--- START OF Supplied records ---

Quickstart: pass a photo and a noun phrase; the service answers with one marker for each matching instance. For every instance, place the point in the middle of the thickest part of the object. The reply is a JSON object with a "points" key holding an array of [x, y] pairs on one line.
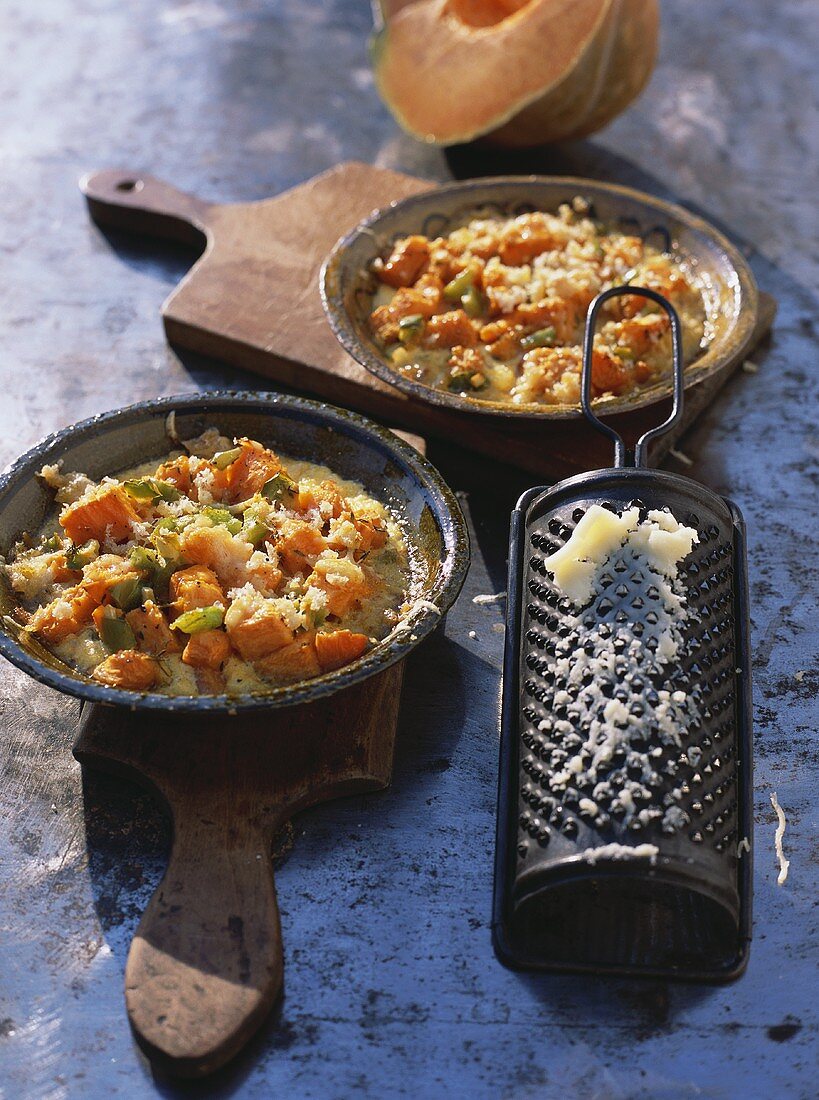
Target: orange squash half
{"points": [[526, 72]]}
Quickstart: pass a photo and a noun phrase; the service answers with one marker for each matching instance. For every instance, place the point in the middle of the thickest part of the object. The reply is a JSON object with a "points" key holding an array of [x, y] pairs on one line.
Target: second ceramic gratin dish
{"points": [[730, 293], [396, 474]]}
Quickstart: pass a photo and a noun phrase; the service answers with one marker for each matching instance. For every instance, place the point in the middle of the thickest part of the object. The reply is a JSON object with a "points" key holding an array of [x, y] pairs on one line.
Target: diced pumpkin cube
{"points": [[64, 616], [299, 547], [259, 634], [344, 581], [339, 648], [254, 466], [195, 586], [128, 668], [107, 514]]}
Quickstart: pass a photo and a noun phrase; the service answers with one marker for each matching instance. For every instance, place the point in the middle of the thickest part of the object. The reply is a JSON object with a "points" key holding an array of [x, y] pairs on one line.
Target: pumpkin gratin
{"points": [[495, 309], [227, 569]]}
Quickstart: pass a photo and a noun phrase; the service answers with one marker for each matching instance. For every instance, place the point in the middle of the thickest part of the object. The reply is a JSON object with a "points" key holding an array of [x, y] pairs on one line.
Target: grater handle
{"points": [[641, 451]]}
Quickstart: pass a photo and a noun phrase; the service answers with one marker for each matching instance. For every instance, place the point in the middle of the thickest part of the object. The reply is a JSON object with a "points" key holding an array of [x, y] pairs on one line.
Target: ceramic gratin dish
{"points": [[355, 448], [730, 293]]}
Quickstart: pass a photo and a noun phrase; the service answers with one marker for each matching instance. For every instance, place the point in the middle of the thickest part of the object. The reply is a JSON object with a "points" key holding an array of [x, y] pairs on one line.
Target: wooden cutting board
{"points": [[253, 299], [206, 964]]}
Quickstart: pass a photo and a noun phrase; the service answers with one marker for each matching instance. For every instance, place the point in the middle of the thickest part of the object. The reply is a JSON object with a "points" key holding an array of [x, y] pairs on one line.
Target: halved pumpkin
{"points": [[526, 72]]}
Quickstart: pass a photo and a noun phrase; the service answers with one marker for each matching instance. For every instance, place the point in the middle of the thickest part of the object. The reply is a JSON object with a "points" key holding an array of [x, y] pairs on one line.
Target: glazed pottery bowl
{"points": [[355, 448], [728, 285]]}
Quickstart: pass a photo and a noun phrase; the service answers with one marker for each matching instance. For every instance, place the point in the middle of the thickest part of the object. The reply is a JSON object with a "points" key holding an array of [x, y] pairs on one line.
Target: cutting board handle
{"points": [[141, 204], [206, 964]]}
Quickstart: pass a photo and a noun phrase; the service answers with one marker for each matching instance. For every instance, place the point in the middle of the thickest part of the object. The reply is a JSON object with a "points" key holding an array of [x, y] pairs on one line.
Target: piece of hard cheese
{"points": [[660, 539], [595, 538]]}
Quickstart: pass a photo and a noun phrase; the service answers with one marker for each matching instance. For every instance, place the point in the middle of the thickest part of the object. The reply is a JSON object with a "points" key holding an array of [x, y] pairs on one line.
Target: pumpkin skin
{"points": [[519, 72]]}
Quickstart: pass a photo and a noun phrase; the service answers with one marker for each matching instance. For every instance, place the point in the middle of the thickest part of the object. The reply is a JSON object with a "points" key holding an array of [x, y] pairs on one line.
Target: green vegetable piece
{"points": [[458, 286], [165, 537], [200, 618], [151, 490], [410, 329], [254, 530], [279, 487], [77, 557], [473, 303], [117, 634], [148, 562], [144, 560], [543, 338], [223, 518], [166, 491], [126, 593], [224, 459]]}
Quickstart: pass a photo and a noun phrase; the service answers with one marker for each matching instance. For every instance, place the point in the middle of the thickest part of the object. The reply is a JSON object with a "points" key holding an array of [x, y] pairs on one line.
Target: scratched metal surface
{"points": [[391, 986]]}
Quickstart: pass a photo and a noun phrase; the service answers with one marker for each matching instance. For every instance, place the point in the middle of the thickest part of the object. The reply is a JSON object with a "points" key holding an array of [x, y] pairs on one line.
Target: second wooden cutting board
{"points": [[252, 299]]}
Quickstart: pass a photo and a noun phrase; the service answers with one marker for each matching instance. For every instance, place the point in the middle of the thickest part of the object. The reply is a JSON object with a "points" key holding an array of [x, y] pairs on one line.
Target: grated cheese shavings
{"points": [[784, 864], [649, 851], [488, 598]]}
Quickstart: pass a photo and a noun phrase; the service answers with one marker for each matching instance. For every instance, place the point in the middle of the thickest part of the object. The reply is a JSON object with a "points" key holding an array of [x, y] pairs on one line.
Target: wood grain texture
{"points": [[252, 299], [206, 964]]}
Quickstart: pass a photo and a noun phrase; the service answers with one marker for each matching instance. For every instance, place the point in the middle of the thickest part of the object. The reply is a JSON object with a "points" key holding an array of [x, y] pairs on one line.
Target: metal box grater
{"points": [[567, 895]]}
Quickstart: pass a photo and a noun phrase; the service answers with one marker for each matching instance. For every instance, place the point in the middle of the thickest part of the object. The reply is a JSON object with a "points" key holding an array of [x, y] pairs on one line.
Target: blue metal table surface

--- END OF Supplied records ---

* Aim *
Write out all the entries exactly, except for the pictures.

* Task solution *
Quickstart: pass a photo and a noun phrase; the service answers with one marker for each matching instance. For every instance, place the point in the middle of the thickest part of the object. The reply is a JSON object with a "points" key holding an array of [x, y] pairs on one line.
Target: orange squash half
{"points": [[526, 72]]}
Quickstart: pass a photo and a noun phrase; the service answers with one marker for each matching instance. For every instance, place the point in the middle of the thickest part of the object. The reply is a JSON object with a "points" key holding an array of [x, y] pairs on one line.
Target: second ceramic gratin dish
{"points": [[730, 293], [396, 474]]}
Quickstart: pass a photo and a noun phrase; the service answers with one marker for each matching instance. For every instance, place the point in the middle of the thickest part of the object. The reply is a JSON object with a "points" key holding an array of [x, y] pairs on one line.
Target: diced pumpkin cube
{"points": [[64, 616], [299, 547], [259, 634], [344, 581], [339, 648], [254, 466], [195, 586], [128, 668], [107, 514]]}
Quickstart: pass a photo and a noun phrase; the service answers with one marker for each matching instance. For every instance, place the point in the middle of the thickest part of the object. The reply is a JSON object with a "points" key holding an array of [x, y] pairs on one line.
Target: pumpkin gratin
{"points": [[495, 309], [227, 569]]}
Quickstart: pass a photo and a noun phrase; the service answers with one marker for each matching instance. For every instance, place the point in the middle of the thickest part of the object. The reply is a JSON object with a "points" key holding an array of [x, y] pairs on one line.
Target: grater handle
{"points": [[641, 451]]}
Quickstart: pass a photo and a noun phrase; the service answers with one marker for each matching instance. For every instance, place the point in the middle of the thickest part of the object. The reply is a JSON object with a "points" key holding an array of [x, y] pairs on one line.
Target: ceramic gratin dish
{"points": [[355, 448], [730, 293]]}
Quickstart: pass a photo and a noun phrase; the service answers with one marker for each matching instance. For every instance, place the point in the middle of the thickest part of the object. The reply is a JSON object with a "points" key holding an array of [x, y] pairs on one line.
Target: wooden cutting board
{"points": [[253, 299], [206, 964]]}
Quickstart: pass a photo and a noun phrase; the service answers with one marker for each matching instance. For every instance, place the point in the middle of the thickest part of the object. The reply is a JSON object with a "points" key holding an array of [x, y] pairs on one line.
Target: halved pumpkin
{"points": [[526, 72]]}
Quickstart: pass a photo and a noun phrase; the service answers with one marker for each matching instance. For every instance, place the point in the middle of the thickest part of the object. The reply is a JSON object with a "points" key holding an array of [x, y] pairs on one line.
Target: glazed pottery bowl
{"points": [[355, 448], [728, 285]]}
Quickstart: pass a photo and a noun phrase; the service answers with one marker for each matching instance. For every instance, place the point in the middle of the thickest part of the object. The reply is a JSON object with a "points" key holding an array of [x, y] pairs on one line.
Target: cutting board handle
{"points": [[141, 204], [206, 964]]}
Quickstart: pass a photo and a noun phrase; the service answers with one marker for each matching instance. For every instance, place the point in the middle of the thickest part of the object. The reply is a JSON object with a "points" key holding an array of [x, y] pairs on one line.
Target: piece of hard cheese
{"points": [[660, 539], [595, 538]]}
Quickstart: pass a photo and a noun phrase; the service answers with one marker for each matching instance. For every instance, place the point in the middle of the thickest part of the object. The reply is a JSON object with a "points" key holding an array of [x, y] pairs on one line.
Target: pumpkin skin
{"points": [[519, 72]]}
Quickstart: pass a photo and a noun phrase; the service answers with one marker for each matching instance. For every instance, place the point in the middle of the thickest part of the object. The reply is a JSON object with a "points" key holding an array of [x, y] pairs on one line.
Target: green vegetable piece
{"points": [[458, 286], [165, 537], [200, 618], [151, 490], [410, 329], [254, 530], [279, 487], [77, 557], [473, 303], [117, 634], [148, 562], [144, 560], [543, 338], [223, 518], [166, 491], [126, 593], [224, 459]]}
Quickstart: pass a photo and a noun phrase; the service answers with one marker for each matching instance. For every instance, place the point in the middle of the thickest part of the object. The reply is a JSON object with a "points" key holding an array of [x, y] pairs on one line.
Target: scratched metal surface
{"points": [[391, 986]]}
Quickstart: pass a photo and a noun phrase; the service answers with one marker for each matching instance. For every instance, place the point in the middle of the thickest part of the object. The reply is a JSON object with a "points" key holding an array of [x, y] pairs on one line.
Target: second wooden cutting board
{"points": [[252, 299]]}
Quickstart: pass a photo and a noun phrase; the service answers with one marker for each matching instance. For every instance, place the point in the middle of the thickest part of the object. The reply is a JSON object with a "points" key holding an array of [x, y] pairs on one line.
Target: grated cheese shavings
{"points": [[784, 864], [649, 851], [488, 598]]}
Quickstart: pass a photo and a noun phrase; the service answers with one marker for each matching instance. For every instance, place the point in the middle of the thickest part of the object. The reply is a JSON object with a "points" key holding an array of [x, y] pairs on one line.
Target: wood grain texture
{"points": [[252, 299], [206, 964]]}
Quickstart: pass a photo and a noun phrase; the service answers with one marker for each matching instance. For every instance, place the point in the middle of the thickest part of the object. The reply is a JSON object with a "points" key holding an array of [x, y] pairs on one line.
Target: metal box grater
{"points": [[567, 895]]}
Quickstart: pass a photo and a noun phrase; the service answers with one marker for each matching instance. For every instance, place the point in the middle of the thickest part of the object. The reply is a JSON object with a "points" key holding an array of [x, y] pairs on one line.
Target: blue metal table surface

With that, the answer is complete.